Article:

Malgré les lobbyistes de Moïse Katumbi à Washington, qui tâchent de distendre les liens privilégiés tissés par l’administration de Joe Biden avec celle de Félix Tshisekedi, la diplomatie américaine, rangée derrière le suractif ambassadeur à Kinshasa Mike Hammer, reste mobilisée en faveur du chef de l’Etat congolais.
A peine le secrétaire d’Etat américain Antony Blinken a-t-il achevé sa longue conversation téléphonique avec le président congolais et président en exercice de l’Union africaine (UA) Félix Tshisekedi le 20 juillet que le Département d’Etat a procédé à une annonce à ce sujet. Celle-ci a aussitôt été relayée sur les très actifs réseaux sociaux de l’ambassade américaine à Kinshasa, qui faisait part également de la signature d’un partenariat de développement de cinq ans et de 1,6 milliard de dollars avec la RDC.
L’ambassadeur Hammer sur le départ
Cette communication agressive est réalisée sous l’égide du principal avocat de l’administration Tshisekedi à Washington, l’ambassadeur américain Mike Hammer. Il a d’ailleurs joué un rôle crucial dans la mise à l’écart de Joseph Kabila et de ses associés, tout particulièrement le diamantaire Dan Gertler, placé sous sanctions américaines, et la consolidation du pouvoir de Tshisekedi.
Arrivé au terme de ses trois ans de mission, Mike Hammer doit quitter son poste dans l’année qui vient. Dans la dernière ligne droite de son mandat, le diplomate milite pour étendre les sanctions qui visent les anciens collaborateurs de Kabila à plusieurs personnalités de la vie économique congolaise qui ont travaillé avec l’ancien chef de l’Etat, aux premiers rangs desquels l’actuel président du conseil d’administration de la Gécamines, Albert Yuma. Ces nouvelles sanctions, si elles sont validées par le département du Trésor, constitueraient une sorte de cadeau d’adieu du diplomate américain envers l’administration Tshisekedi.

Éléments fournis:

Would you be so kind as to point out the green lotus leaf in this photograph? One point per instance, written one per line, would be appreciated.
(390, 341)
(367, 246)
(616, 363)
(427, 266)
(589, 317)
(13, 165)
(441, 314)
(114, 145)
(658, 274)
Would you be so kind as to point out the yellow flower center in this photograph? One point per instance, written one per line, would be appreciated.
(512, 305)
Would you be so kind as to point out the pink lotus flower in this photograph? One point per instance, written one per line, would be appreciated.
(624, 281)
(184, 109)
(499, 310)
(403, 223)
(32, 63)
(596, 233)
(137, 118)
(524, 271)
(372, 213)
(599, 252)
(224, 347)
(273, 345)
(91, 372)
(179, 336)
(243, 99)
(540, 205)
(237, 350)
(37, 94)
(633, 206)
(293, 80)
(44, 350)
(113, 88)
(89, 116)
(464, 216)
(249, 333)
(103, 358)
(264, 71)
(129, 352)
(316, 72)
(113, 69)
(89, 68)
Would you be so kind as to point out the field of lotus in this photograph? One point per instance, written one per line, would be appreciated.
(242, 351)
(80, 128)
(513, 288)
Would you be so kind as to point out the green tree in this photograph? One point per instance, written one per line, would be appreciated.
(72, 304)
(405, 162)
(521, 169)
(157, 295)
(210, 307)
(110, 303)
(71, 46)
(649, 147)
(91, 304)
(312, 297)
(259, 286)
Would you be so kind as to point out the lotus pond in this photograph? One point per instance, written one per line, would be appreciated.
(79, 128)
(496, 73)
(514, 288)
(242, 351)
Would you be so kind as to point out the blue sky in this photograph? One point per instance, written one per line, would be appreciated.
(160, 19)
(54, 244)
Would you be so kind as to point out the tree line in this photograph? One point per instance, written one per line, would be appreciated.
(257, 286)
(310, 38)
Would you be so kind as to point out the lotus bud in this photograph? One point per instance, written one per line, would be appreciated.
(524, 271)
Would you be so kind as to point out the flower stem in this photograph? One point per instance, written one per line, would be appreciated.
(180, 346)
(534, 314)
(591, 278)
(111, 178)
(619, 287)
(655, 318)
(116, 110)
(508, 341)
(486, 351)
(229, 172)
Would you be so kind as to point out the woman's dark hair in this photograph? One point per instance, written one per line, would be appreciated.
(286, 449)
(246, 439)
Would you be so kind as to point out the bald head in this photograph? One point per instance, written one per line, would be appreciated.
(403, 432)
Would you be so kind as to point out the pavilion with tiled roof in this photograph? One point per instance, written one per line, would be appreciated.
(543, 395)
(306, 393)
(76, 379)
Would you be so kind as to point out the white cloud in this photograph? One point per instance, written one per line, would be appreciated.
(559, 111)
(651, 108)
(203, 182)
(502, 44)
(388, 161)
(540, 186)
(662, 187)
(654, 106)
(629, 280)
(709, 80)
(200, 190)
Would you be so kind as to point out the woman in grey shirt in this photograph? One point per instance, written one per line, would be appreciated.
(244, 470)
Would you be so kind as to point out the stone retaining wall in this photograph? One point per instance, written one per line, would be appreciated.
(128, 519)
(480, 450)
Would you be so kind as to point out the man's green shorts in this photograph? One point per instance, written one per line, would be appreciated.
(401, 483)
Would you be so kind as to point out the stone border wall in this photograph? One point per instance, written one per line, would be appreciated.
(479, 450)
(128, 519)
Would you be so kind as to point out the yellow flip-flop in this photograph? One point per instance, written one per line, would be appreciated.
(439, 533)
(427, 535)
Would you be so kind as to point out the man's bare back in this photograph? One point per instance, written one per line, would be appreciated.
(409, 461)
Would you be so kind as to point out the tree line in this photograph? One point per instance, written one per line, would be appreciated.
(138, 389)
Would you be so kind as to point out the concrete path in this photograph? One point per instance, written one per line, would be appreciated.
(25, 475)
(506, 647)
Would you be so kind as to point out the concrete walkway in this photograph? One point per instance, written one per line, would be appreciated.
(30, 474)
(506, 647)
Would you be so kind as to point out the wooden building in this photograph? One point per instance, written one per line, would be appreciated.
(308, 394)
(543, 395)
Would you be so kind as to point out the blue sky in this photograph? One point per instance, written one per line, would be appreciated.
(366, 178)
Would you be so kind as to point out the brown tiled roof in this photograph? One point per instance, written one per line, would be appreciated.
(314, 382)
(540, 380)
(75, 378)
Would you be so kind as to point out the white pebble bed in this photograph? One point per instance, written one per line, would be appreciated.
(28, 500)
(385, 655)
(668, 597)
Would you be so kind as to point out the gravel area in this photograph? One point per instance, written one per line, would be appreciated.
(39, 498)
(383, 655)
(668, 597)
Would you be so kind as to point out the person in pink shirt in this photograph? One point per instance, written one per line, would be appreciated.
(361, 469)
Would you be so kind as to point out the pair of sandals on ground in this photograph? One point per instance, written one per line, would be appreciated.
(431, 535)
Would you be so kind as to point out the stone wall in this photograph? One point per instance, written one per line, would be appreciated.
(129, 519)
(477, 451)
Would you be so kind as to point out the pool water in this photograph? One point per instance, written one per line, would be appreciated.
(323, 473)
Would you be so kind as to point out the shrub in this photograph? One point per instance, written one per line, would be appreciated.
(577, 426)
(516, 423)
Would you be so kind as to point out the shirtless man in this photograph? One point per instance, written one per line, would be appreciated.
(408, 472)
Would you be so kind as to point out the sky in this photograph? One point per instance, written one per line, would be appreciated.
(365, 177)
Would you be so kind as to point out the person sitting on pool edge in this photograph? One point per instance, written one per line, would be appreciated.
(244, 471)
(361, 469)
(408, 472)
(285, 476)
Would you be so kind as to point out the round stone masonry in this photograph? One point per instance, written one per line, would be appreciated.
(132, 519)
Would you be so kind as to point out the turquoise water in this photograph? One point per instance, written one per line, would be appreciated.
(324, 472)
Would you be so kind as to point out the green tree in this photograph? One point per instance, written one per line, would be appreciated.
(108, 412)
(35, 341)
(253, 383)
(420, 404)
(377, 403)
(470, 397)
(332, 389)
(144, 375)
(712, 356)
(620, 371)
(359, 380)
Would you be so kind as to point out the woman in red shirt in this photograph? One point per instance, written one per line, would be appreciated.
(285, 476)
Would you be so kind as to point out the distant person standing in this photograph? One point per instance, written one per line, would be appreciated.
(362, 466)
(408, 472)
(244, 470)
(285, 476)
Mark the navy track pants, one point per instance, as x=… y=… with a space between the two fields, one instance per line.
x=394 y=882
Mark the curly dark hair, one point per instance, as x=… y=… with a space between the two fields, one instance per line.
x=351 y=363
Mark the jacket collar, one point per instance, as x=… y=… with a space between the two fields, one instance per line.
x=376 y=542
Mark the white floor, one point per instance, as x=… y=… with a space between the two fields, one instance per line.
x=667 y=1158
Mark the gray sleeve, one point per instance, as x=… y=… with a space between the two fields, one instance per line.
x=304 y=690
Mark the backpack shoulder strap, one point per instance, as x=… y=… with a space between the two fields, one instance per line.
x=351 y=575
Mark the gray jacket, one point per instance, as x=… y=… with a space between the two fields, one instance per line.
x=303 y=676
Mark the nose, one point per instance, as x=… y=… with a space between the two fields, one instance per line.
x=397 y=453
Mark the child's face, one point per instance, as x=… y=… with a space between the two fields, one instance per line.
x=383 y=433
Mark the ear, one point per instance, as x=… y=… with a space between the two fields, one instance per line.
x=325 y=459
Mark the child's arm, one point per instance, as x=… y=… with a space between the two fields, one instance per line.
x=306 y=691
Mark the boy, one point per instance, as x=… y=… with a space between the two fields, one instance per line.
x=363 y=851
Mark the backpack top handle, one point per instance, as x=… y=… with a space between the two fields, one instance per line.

Consigne 1:
Selon l'article sur la diplomatie américaine en RDC, quels sont la durée et le montant du partenariat de développement signé avec la RDC ?
Consigne 2:
Prolongez l'article sur la diplomatie américaine en RDC en reprenant après sa dernière phrase.

Réponse finale 1:
Cinq ans et 1,6 milliard de dollars.

Réponse finale 2:
Katumbi se positionne
Hammer parti, le président congolais perdra un relais précieux à Washington. Sans attendre, l’homme politique et magnat des services miniers Moïse Katumbi s’active pour profiter de cette fenêtre de tir et travailler l’administration de Joe Biden. Objectivement alliés – le mouvement Ensemble pour la République de Katumbi est membre de « l’union sacrée » dont est issu le gouvernement congolais -, les deux hommes ont vu leurs relations se dégrader considérablement ces derniers mois. L’une des raisons n’est autre que le projet de loi soumis à l’assemblée nationale par Noël Tshiani, député pro-Tshisekedi, qui propose de limiter les candidatures à l’élection présidentielle aux personnes nées de père et de mère congolais. Ne remplissant pas ces conditions, Moïse Katumbi serait théoriquement exclu du scrutin présidentiel de 2023, auquel il compte pourtant se présenter.
Plus anecdotique, le président Tshisekedi n’a récemment pas donné suite à la sollicitation de Moïse Katumbi de l’appuyer dans son différend foncier avec Jaynet Kabila, sœur jumelle de l’ancien président Joseph Kabila, dans la province du Tanganyika.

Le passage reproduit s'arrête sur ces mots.